Point localization data:
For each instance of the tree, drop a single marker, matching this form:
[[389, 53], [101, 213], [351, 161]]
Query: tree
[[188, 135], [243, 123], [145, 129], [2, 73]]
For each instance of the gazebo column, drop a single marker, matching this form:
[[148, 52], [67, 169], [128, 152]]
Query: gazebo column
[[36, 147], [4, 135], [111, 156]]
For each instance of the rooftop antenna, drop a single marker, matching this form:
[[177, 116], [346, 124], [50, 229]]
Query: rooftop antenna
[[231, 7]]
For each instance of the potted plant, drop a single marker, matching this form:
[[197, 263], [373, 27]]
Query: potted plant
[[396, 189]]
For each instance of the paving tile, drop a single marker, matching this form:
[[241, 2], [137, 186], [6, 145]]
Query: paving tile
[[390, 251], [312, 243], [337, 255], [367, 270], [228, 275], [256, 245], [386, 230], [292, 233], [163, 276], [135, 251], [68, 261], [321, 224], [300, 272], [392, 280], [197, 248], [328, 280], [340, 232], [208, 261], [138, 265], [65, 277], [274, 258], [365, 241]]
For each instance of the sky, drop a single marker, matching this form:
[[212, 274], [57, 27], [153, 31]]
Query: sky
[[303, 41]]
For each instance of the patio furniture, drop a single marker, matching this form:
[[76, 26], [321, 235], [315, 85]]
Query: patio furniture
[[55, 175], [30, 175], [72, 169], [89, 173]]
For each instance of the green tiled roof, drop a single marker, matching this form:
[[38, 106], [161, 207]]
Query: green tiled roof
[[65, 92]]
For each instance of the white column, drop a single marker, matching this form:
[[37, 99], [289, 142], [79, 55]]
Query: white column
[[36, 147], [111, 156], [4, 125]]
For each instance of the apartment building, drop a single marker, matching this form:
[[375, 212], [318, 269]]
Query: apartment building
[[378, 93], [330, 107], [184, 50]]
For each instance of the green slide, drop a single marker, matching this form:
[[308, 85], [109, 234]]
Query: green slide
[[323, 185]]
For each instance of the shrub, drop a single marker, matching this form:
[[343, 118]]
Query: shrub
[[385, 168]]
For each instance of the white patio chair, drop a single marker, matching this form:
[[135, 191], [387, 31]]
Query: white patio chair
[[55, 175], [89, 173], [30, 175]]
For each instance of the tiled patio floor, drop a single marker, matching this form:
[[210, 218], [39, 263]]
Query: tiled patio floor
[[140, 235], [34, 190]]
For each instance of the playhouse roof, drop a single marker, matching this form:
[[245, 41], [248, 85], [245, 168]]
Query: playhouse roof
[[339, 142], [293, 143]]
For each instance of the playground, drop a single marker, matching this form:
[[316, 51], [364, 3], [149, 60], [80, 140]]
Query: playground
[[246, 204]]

Problem statement: All that is wanted is the lines from the one containing "Query: patio furniture" through the last line of the records, restated word for word.

Output for this task:
Query: patio furniture
[[55, 175], [30, 175], [72, 169], [89, 173]]
For each instance of the green tiled roof, drop a single marker, matching this form:
[[38, 106], [161, 207]]
Query: green tiled roof
[[65, 92]]
For each instance of the white column, drop a single marker, matching this form:
[[37, 99], [289, 142], [79, 55]]
Query: white column
[[36, 147], [111, 156], [4, 125]]
For each instance of the apartment building, drop a single marker, matching this form:
[[375, 212], [318, 269]]
Query: apartment building
[[378, 93], [330, 107], [184, 50]]
For each instance of the green slide, drop a single marker, matching this form:
[[308, 85], [109, 234]]
Query: green slide
[[323, 185]]
For each instance of the shrub, drop a single marker, matching this form:
[[343, 118]]
Query: shrub
[[385, 168]]
For each instance of the white patio chair, drop a single marker, matching this form:
[[135, 191], [387, 31]]
Query: white patio chair
[[55, 175], [89, 173], [30, 175]]
For each instance of the tiled patio floor, drop a single marker, matching this form:
[[210, 218], [39, 263]]
Query: tiled patio floor
[[140, 235], [34, 190]]
For each instance of the playhouse roof, drop a single marker, matching this form:
[[245, 41], [248, 85], [245, 168]]
Query: playhouse roof
[[339, 142], [293, 143]]
For each instance of the playground, drop a single marker, matching this form:
[[316, 51], [364, 3], [149, 60], [80, 140]]
Query: playground
[[246, 204]]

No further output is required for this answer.